**Problems to solve**
**a.** According to the blog post on the limits of AI, what does AI use to figure out the best answer to a question?
**b.** Carry on the blog post about the limits of AI from its final sentence.
--- Study text ---
Sunday, March 24, 2024

Another Interesting Take on the Limits of AI

My wife posted a link to this Linkedin post to a forum we both belong to, and it's interesting.

To sum up: software engineer Adly Thebaud posits two reasons why AI isn't going to be taking any jobs away anytime soon:

1. AI can observe, but not intuit. Thebaud says:

Observational learning is mimicry, cause and effect, positive and negative outcomes. It is this type of learning that all large language models (LLMs) are based on that fuels popular AI products like ChatGPT, Claude etc. 

Intuitive learning is "gut feeling". It's that inexplicable sentiment that transcends multiple senses and instructs humans what or what not to do. 

AI is terrible at intuition, and its best attempts at it lead to hallucinatory answers that are far from the truth. 

AI isn't "smart" in that it has a sense of right from wrong. It merely uses probability to figure out what the best answer is in response to your question. 

My wife mentions this, which I think is pertinent to some circles: AI lacks the "light of Christ," defined here. (If religion scares you, don't click on the link.)

2. AI has trouble seeing the big picture. Thebaud says:

It'll always be the engineer who is smarter than the AI, not because the engineer knows more, but the engineer knows how it all is supposed to work.
--- Extracted material ---
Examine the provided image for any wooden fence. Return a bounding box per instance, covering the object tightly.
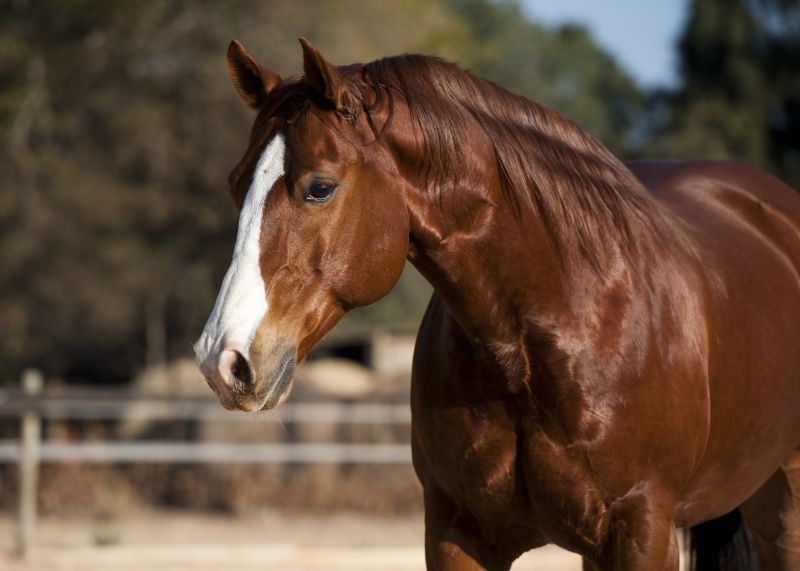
[0,370,411,556]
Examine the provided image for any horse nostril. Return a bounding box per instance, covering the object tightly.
[231,351,253,385]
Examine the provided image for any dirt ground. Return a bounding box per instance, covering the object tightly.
[0,511,581,571]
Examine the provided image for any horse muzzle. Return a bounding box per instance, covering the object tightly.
[197,343,297,412]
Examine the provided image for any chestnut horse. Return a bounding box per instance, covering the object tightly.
[195,40,800,571]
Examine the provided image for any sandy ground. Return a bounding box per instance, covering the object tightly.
[0,511,581,571]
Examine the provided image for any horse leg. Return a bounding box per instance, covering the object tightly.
[739,450,800,571]
[583,486,679,571]
[425,490,511,571]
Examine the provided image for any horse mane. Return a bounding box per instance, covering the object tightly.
[348,55,666,271]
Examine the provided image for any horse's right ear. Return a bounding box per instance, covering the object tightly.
[228,40,281,110]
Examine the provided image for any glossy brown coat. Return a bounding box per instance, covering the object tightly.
[205,39,800,570]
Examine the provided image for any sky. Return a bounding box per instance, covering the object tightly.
[522,0,688,87]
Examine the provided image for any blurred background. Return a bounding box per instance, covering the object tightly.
[0,0,800,569]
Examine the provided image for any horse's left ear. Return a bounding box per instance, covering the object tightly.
[299,38,359,121]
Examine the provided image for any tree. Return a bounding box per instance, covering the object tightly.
[652,0,800,188]
[0,0,638,382]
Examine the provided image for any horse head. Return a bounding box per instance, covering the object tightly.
[194,40,409,411]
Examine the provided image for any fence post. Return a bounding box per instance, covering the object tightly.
[17,369,44,557]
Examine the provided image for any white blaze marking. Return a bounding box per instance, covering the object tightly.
[194,134,285,378]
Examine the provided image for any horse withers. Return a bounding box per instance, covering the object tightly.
[195,40,800,571]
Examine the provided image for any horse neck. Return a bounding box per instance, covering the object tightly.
[409,169,569,376]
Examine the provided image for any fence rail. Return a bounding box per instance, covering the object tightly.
[6,370,411,556]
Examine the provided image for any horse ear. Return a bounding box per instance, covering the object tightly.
[228,40,281,110]
[299,38,358,121]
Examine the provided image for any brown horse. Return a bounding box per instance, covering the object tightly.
[195,40,800,571]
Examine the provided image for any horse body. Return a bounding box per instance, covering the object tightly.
[412,158,800,567]
[197,39,800,571]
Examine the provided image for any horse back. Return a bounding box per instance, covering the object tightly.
[628,161,800,521]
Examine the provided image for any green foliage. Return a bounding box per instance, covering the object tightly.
[651,0,800,188]
[0,0,641,382]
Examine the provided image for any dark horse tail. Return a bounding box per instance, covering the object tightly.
[687,510,759,571]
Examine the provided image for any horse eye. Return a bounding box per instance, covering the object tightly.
[305,181,337,203]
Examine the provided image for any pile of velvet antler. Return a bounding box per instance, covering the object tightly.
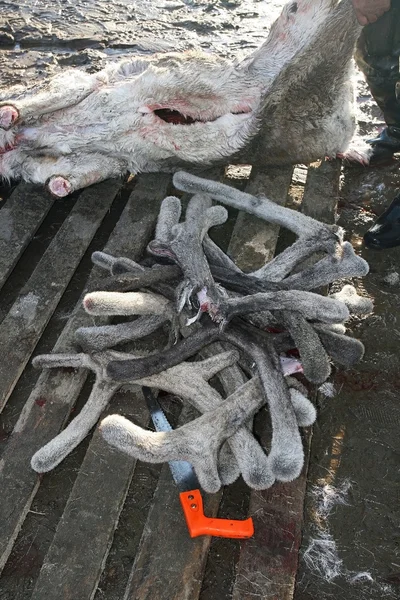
[28,172,372,492]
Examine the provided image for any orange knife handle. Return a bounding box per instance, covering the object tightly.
[179,490,254,538]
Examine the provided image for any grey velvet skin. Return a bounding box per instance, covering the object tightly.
[28,173,372,492]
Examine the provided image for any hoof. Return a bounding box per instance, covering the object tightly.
[0,104,19,129]
[47,175,72,198]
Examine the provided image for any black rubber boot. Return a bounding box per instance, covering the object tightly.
[364,195,400,250]
[355,0,400,166]
[367,125,400,167]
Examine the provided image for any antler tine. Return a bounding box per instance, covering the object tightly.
[280,311,331,383]
[91,250,116,271]
[314,325,365,367]
[281,242,369,292]
[32,353,91,369]
[83,292,175,319]
[75,315,168,352]
[100,382,259,493]
[173,171,341,245]
[155,196,182,242]
[89,263,182,292]
[251,229,340,282]
[329,284,374,315]
[203,234,242,274]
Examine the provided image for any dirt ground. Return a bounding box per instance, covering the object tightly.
[0,0,400,600]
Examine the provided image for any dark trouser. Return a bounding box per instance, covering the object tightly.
[355,0,400,126]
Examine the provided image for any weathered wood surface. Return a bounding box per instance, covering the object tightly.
[0,163,339,600]
[0,176,169,568]
[0,183,54,289]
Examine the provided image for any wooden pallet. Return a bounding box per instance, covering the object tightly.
[0,162,340,600]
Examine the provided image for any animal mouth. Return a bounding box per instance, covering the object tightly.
[153,108,251,125]
[154,108,198,125]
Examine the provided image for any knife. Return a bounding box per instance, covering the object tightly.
[143,387,254,538]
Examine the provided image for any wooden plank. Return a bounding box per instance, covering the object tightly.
[229,167,292,271]
[301,159,342,223]
[0,180,121,410]
[31,387,148,600]
[0,183,55,289]
[125,169,244,600]
[0,175,169,569]
[233,163,339,600]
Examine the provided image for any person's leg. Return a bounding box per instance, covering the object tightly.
[355,0,400,166]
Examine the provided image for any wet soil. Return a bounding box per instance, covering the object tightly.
[0,0,400,600]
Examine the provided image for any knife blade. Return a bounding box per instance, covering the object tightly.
[143,387,254,538]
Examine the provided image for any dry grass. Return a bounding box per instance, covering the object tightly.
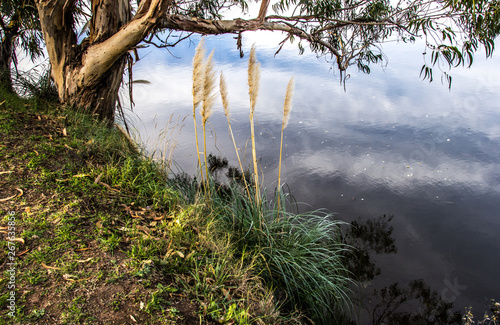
[278,77,294,199]
[248,46,260,202]
[193,38,205,181]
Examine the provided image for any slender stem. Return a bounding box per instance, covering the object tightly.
[250,111,260,204]
[193,107,205,183]
[278,124,285,211]
[203,122,209,190]
[227,116,252,199]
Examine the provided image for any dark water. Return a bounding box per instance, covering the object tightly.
[128,34,500,315]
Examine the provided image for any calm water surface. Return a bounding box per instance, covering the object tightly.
[126,34,500,314]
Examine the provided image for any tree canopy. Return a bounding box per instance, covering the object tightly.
[21,0,500,118]
[0,0,42,88]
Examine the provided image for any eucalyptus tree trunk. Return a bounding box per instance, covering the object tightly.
[37,0,170,122]
[0,18,19,91]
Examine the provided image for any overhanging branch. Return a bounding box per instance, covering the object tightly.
[158,15,346,70]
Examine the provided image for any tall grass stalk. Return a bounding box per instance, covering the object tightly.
[217,184,352,324]
[200,51,216,188]
[248,46,260,202]
[219,72,251,197]
[193,38,208,183]
[278,77,294,209]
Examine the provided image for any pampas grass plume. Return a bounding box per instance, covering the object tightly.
[282,77,294,129]
[200,51,216,124]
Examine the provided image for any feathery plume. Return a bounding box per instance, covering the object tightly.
[248,45,260,114]
[193,38,205,182]
[282,77,294,129]
[200,50,216,189]
[193,38,205,110]
[248,45,260,203]
[219,71,251,198]
[200,50,216,124]
[278,77,294,209]
[219,71,231,119]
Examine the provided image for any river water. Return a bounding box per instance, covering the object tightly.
[129,33,500,315]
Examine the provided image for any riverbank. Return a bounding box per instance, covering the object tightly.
[0,87,270,324]
[0,86,360,324]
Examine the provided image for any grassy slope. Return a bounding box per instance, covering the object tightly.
[0,93,278,324]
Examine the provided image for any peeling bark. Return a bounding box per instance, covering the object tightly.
[37,0,171,121]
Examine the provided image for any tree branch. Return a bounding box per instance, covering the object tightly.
[77,0,172,87]
[158,15,345,70]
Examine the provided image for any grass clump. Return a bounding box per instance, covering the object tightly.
[188,42,352,324]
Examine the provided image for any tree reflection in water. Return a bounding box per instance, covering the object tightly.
[344,215,462,325]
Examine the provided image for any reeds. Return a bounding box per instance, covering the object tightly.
[193,39,216,188]
[193,38,205,182]
[278,77,294,195]
[248,46,260,202]
[200,51,215,186]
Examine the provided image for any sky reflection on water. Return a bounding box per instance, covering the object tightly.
[126,33,500,311]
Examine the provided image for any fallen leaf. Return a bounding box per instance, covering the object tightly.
[94,173,103,182]
[11,237,24,245]
[0,187,24,202]
[63,274,76,281]
[77,257,92,263]
[41,263,61,270]
[17,249,30,256]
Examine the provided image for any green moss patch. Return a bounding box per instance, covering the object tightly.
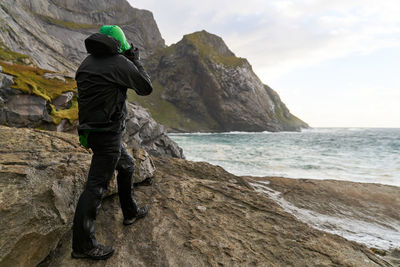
[50,97,78,125]
[35,13,100,30]
[0,42,29,64]
[0,61,78,124]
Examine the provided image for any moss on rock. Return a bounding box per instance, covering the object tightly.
[0,61,78,125]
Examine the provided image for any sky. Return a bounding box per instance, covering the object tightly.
[129,0,400,128]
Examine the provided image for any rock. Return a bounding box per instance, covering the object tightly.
[0,73,14,89]
[7,95,47,127]
[141,31,308,132]
[0,126,154,267]
[128,144,156,184]
[43,72,65,82]
[0,0,165,75]
[41,158,390,267]
[123,103,184,158]
[52,92,75,109]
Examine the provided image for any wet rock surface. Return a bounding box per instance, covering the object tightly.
[0,126,155,267]
[144,31,308,132]
[123,103,184,158]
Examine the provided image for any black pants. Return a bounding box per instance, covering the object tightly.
[72,132,138,252]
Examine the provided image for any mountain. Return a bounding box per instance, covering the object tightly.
[131,31,308,131]
[0,0,308,131]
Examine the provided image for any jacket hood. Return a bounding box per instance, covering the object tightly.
[85,33,121,56]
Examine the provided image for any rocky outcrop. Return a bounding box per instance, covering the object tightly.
[0,0,308,131]
[0,126,155,266]
[0,62,183,158]
[0,0,165,76]
[132,31,308,131]
[0,127,399,267]
[123,103,184,158]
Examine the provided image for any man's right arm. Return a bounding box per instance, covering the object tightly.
[115,55,153,95]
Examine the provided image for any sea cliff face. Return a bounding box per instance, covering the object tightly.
[0,127,400,266]
[0,0,308,131]
[134,31,308,131]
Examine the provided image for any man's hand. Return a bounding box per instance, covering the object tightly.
[123,43,140,61]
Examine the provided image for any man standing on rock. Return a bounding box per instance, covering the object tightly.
[72,25,153,260]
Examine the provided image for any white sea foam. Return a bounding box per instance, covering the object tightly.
[170,128,400,186]
[251,182,400,249]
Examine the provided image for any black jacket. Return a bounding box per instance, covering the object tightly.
[75,33,153,134]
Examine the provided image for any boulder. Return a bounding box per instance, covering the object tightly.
[0,126,154,267]
[52,91,75,109]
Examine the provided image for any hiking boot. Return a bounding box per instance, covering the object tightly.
[123,206,149,225]
[71,244,114,260]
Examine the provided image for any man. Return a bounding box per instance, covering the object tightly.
[72,25,153,260]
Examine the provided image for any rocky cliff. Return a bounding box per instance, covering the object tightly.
[131,31,308,131]
[0,0,308,131]
[0,127,400,267]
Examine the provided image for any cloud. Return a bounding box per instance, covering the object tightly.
[131,0,400,82]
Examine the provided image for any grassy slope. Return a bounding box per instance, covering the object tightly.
[0,43,78,124]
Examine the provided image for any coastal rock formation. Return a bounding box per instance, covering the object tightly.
[0,0,308,131]
[0,126,155,266]
[0,127,398,266]
[0,0,165,77]
[0,62,183,158]
[132,31,308,131]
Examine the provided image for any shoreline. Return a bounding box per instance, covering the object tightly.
[247,176,400,251]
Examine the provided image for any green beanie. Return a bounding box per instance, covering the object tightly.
[99,25,131,53]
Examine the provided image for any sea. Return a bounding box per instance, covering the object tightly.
[169,128,400,186]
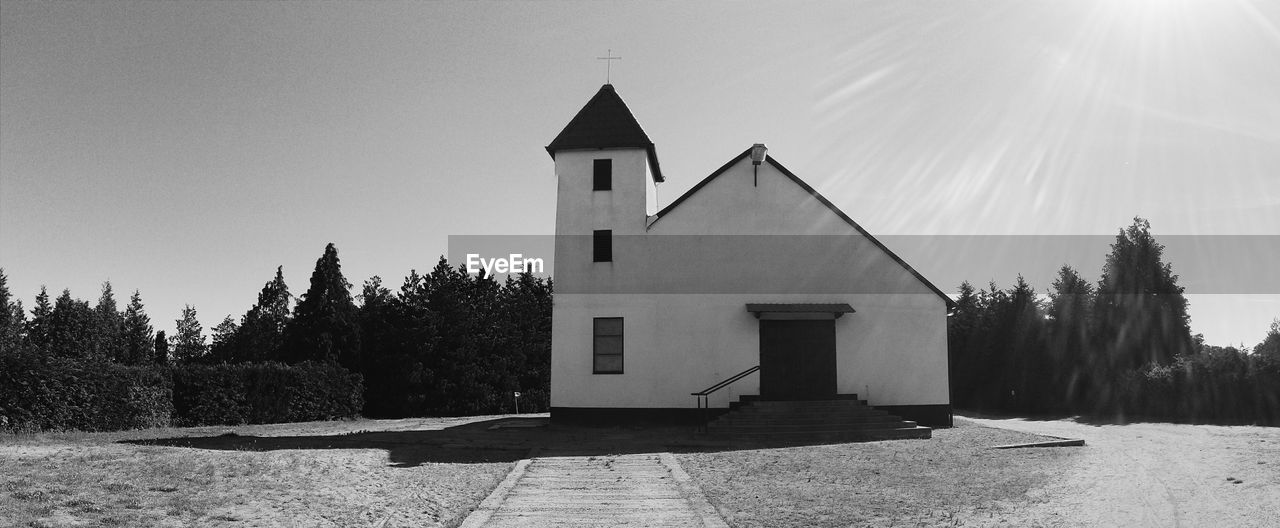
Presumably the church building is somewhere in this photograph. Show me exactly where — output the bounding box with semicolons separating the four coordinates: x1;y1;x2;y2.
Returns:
547;85;954;428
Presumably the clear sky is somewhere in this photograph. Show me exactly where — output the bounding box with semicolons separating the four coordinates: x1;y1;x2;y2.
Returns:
0;0;1280;346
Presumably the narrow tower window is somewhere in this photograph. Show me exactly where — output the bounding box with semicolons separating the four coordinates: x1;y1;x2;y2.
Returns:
591;229;613;263
591;159;613;191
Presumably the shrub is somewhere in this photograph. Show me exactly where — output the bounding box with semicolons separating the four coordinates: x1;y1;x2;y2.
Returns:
0;355;173;431
173;363;364;425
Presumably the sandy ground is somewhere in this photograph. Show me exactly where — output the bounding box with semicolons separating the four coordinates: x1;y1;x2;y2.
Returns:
0;417;527;528
966;419;1280;527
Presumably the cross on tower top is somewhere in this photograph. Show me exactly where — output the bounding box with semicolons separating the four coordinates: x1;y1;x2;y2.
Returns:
595;49;622;85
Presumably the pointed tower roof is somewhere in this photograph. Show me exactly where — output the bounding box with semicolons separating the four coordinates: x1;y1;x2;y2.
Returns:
547;85;664;182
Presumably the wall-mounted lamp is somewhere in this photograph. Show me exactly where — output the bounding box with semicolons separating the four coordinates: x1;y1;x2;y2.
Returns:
751;144;769;186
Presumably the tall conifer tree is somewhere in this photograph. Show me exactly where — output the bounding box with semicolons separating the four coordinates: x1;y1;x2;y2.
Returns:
26;285;54;355
169;305;209;363
93;282;124;363
0;268;26;354
122;290;155;365
287;242;360;370
1093;218;1192;374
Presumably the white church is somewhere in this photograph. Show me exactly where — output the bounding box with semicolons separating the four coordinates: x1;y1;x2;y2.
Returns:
547;85;952;431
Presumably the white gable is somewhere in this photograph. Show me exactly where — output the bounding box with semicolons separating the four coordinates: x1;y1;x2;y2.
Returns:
649;158;860;235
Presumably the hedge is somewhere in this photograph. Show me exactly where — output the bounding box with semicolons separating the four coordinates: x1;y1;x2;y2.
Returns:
0;355;364;431
0;355;173;431
173;363;364;425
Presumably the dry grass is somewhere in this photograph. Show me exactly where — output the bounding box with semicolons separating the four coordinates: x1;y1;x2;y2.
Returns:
0;419;525;527
676;420;1079;528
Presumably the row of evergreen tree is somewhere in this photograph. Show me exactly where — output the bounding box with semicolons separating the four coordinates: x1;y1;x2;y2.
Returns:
0;243;552;417
947;218;1280;422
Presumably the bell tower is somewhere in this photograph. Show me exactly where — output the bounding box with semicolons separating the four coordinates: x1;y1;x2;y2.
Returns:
547;85;663;280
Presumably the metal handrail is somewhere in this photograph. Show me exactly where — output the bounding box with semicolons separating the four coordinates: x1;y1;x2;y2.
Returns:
689;365;760;432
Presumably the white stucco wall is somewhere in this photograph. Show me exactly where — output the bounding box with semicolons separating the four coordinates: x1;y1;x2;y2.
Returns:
552;149;950;408
552;293;950;408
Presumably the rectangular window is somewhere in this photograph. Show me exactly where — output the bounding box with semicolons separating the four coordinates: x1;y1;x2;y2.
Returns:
591;159;613;191
591;229;613;263
591;317;622;374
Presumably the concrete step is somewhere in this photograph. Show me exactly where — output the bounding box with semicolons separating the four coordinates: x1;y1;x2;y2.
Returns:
737;395;859;402
732;406;891;417
712;425;933;445
709;414;902;427
707;422;919;433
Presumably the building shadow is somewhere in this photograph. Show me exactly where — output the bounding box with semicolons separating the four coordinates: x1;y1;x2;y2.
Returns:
119;418;803;468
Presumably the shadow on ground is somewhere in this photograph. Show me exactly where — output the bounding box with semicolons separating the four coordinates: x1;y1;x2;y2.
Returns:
119;418;798;468
955;409;1280;427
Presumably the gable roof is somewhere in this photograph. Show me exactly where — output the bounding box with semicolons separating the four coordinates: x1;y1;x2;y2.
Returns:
649;149;955;310
547;85;666;182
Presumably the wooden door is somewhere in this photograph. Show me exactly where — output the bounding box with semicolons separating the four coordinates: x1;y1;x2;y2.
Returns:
760;319;836;400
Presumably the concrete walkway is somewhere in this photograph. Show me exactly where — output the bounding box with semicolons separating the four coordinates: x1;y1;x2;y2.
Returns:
462;452;727;528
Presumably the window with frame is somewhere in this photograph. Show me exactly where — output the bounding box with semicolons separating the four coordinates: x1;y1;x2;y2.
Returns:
591;159;613;191
591;317;622;374
591;229;613;263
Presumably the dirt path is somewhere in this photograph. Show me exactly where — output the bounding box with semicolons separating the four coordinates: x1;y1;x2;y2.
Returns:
972;419;1280;527
462;452;726;528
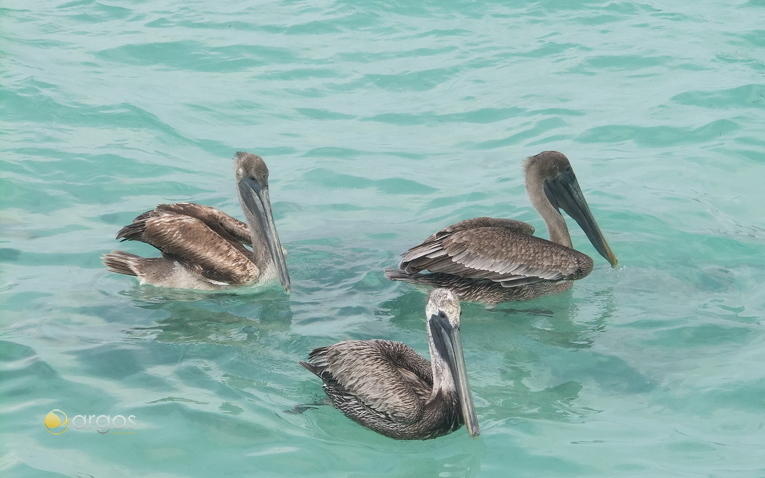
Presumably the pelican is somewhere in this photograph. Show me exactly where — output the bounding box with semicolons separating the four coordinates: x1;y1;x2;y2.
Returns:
385;151;617;306
300;289;480;440
102;152;290;292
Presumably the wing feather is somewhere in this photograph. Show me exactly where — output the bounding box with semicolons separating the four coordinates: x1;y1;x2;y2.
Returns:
306;340;433;423
399;226;592;287
127;214;260;284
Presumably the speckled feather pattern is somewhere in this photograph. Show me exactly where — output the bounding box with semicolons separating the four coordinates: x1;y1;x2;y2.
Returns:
301;340;462;440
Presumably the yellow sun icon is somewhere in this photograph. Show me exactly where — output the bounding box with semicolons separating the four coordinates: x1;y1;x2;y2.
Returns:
43;409;69;435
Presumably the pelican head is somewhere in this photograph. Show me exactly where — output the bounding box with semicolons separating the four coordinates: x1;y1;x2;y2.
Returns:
525;151;618;267
234;152;290;292
425;289;481;438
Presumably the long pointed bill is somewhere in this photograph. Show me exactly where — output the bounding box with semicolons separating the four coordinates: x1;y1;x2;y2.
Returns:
239;178;290;292
544;170;619;267
429;315;481;438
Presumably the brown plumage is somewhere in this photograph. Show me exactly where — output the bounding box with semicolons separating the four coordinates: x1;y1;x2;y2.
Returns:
385;151;617;305
300;289;479;440
103;153;290;291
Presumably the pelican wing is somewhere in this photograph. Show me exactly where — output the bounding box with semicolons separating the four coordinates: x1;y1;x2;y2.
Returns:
399;227;592;287
152;202;252;244
117;210;260;284
301;340;433;424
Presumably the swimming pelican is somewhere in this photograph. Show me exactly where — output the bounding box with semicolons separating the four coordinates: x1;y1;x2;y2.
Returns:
102;152;290;292
385;151;617;305
300;289;480;440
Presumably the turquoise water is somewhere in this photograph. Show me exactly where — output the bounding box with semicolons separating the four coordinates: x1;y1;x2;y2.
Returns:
0;0;765;477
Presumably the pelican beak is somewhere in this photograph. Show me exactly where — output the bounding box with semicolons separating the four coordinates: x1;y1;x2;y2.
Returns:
429;315;481;438
544;168;619;267
239;177;290;292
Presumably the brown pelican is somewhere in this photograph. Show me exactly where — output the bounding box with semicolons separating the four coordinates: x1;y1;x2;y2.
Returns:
102;152;290;292
385;151;617;305
300;289;480;440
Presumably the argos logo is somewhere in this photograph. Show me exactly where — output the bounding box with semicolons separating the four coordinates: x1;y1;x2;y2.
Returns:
43;409;136;435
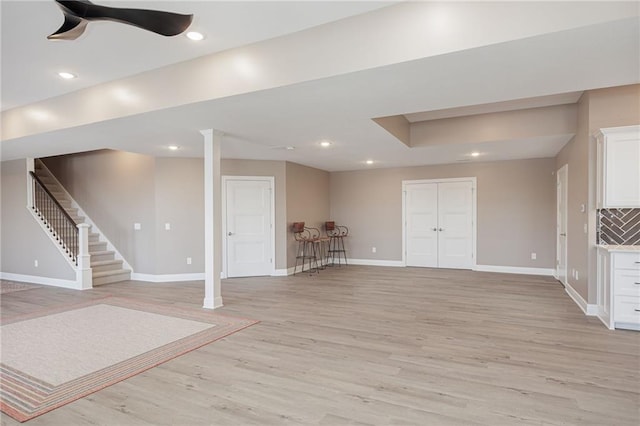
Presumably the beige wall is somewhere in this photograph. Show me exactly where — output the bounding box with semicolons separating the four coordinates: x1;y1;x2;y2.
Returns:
222;160;288;269
0;159;76;281
44;150;204;275
555;93;589;300
556;84;640;304
155;157;204;274
330;159;555;268
43;150;156;274
286;162;331;268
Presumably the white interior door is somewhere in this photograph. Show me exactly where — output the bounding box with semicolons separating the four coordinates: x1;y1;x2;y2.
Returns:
405;183;438;267
225;178;273;277
438;182;473;269
556;164;569;286
403;178;475;269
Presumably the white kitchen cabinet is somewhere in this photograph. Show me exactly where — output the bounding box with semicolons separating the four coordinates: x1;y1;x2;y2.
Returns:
597;246;640;330
596;125;640;208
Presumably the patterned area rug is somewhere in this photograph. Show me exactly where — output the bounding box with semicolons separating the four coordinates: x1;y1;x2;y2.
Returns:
0;297;258;422
0;280;38;294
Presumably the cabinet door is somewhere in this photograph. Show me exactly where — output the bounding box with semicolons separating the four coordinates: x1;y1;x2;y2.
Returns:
604;131;640;207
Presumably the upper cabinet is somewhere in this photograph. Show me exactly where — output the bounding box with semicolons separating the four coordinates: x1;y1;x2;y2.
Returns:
596;125;640;208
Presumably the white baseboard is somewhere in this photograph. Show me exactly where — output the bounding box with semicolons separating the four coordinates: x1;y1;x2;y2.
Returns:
202;296;224;309
564;283;598;316
348;259;405;267
0;272;85;290
473;265;556;277
131;272;205;283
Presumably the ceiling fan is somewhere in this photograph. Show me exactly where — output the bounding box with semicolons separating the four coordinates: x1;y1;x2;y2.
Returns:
47;0;193;40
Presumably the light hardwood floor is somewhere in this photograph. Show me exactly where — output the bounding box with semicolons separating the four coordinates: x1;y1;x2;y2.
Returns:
2;266;640;426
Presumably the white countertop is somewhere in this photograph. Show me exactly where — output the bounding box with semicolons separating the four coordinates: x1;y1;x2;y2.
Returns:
598;244;640;253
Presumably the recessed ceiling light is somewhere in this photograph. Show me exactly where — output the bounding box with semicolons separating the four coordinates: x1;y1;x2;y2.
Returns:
58;71;78;80
186;31;204;41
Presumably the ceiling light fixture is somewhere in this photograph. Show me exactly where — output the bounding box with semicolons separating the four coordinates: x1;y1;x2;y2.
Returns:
186;31;204;41
58;71;78;80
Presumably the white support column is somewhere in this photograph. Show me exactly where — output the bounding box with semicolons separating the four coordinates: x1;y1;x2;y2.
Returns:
27;158;35;210
205;129;228;309
76;223;93;290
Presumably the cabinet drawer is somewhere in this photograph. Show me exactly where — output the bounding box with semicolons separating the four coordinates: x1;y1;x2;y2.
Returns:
613;269;640;297
614;253;640;271
613;296;640;324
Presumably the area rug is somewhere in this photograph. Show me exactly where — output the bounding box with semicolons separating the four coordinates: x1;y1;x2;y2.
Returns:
0;280;38;294
0;297;258;422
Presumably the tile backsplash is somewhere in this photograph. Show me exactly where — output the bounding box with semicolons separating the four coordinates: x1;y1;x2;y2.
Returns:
598;209;640;246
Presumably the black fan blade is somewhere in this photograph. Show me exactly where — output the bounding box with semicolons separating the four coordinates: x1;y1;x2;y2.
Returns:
84;4;193;37
47;0;193;40
47;12;87;40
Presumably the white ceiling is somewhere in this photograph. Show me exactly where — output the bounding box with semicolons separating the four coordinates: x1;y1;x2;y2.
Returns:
0;0;392;110
1;1;640;171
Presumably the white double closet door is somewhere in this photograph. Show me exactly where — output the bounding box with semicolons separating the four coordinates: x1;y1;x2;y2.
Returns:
403;180;475;269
---
**Answers for each item**
**a.** It uses probability.

**b.**
And when things break, whether it's the code or the AI itself, it will be the engineers who will know how to fix it, because they see the big picture.

Though he's looking at this from a software engineer perspective, I think it's fair to say that in pretty much any application, it's the writer, the artist, the novelist, etc. who knows more, and knows how it's all supposed to work because the human in general can see the big picture, while AI can't. All you have to do is look at the art AI produces, with the weird smiles, the multiple hands and making everythink look like a Picasso but without the inherent talent to know this is true.

This is a series of continued musings as I try to figure out how AI could impact my life, both as an English instructor and as a technical writer.